DATASET EXCERPTS START

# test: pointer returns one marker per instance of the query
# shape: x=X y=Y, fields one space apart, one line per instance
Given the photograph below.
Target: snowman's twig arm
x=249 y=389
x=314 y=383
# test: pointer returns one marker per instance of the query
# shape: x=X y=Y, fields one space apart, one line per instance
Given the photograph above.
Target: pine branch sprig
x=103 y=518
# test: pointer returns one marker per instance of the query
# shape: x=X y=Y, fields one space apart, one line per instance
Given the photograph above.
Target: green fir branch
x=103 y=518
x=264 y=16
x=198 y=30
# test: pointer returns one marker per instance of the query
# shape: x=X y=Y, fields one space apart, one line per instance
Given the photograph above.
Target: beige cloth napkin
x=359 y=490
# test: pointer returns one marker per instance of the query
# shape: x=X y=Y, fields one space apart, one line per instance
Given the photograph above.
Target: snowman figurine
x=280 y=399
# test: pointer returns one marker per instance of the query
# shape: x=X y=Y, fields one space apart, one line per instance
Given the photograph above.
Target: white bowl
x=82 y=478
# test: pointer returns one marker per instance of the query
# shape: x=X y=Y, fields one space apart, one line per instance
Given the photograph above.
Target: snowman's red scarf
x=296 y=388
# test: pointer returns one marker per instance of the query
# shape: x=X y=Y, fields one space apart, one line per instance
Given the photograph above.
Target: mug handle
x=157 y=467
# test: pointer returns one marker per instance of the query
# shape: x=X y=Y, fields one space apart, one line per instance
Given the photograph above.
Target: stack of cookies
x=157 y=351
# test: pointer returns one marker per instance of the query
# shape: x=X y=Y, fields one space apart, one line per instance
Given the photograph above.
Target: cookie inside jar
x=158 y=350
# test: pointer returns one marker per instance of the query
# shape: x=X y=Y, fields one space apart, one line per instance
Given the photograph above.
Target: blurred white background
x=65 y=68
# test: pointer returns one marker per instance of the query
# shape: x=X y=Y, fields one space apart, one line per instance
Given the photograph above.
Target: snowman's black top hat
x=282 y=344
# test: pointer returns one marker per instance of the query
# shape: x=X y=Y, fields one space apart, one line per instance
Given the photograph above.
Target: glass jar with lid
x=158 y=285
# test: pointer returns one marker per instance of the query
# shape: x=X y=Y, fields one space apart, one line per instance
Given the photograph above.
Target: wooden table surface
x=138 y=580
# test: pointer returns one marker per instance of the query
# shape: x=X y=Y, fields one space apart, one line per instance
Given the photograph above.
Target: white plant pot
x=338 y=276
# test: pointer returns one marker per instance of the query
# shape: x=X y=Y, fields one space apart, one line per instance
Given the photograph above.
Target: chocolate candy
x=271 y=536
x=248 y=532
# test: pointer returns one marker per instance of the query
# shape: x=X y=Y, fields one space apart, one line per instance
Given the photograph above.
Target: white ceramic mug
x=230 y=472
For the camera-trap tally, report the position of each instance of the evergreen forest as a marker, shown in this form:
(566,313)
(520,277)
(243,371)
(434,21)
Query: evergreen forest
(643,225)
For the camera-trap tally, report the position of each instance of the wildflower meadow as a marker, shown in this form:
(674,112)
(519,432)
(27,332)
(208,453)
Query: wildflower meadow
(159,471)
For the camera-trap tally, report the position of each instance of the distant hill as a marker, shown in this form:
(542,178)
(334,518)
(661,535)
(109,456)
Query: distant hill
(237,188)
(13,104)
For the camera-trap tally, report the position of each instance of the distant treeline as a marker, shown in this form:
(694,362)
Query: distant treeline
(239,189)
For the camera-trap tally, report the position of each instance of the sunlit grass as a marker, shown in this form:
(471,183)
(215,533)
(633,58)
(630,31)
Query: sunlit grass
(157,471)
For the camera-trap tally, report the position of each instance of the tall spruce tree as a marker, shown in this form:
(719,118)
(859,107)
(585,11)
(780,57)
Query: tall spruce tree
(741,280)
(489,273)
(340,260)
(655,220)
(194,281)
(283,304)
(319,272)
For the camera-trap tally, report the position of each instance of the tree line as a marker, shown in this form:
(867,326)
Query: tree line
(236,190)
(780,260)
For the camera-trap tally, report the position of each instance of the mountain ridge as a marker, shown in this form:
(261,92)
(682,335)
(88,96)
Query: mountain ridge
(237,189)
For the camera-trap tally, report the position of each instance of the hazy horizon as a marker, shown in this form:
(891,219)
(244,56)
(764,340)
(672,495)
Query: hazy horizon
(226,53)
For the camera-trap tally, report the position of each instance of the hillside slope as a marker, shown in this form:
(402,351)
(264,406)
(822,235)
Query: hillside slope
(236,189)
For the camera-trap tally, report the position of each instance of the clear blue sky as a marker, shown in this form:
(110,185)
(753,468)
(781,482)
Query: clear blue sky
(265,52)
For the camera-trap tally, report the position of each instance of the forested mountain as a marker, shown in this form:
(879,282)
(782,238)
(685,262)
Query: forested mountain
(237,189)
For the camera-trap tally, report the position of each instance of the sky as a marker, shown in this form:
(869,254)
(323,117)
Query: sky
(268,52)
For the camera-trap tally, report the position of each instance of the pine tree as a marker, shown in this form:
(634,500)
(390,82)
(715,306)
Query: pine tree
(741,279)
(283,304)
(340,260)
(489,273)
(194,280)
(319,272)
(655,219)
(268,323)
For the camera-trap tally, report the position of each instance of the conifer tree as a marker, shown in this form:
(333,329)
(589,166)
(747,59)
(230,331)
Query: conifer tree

DATASET EXCERPTS END

■ EXERCISE
Only the lines containing "conifer" are needed; copy each of them from the data.

■ WRITTEN ANSWER
For the camera-trap tally, report the position of each instance of the conifer tree as a marker, shown in this form:
Query: conifer tree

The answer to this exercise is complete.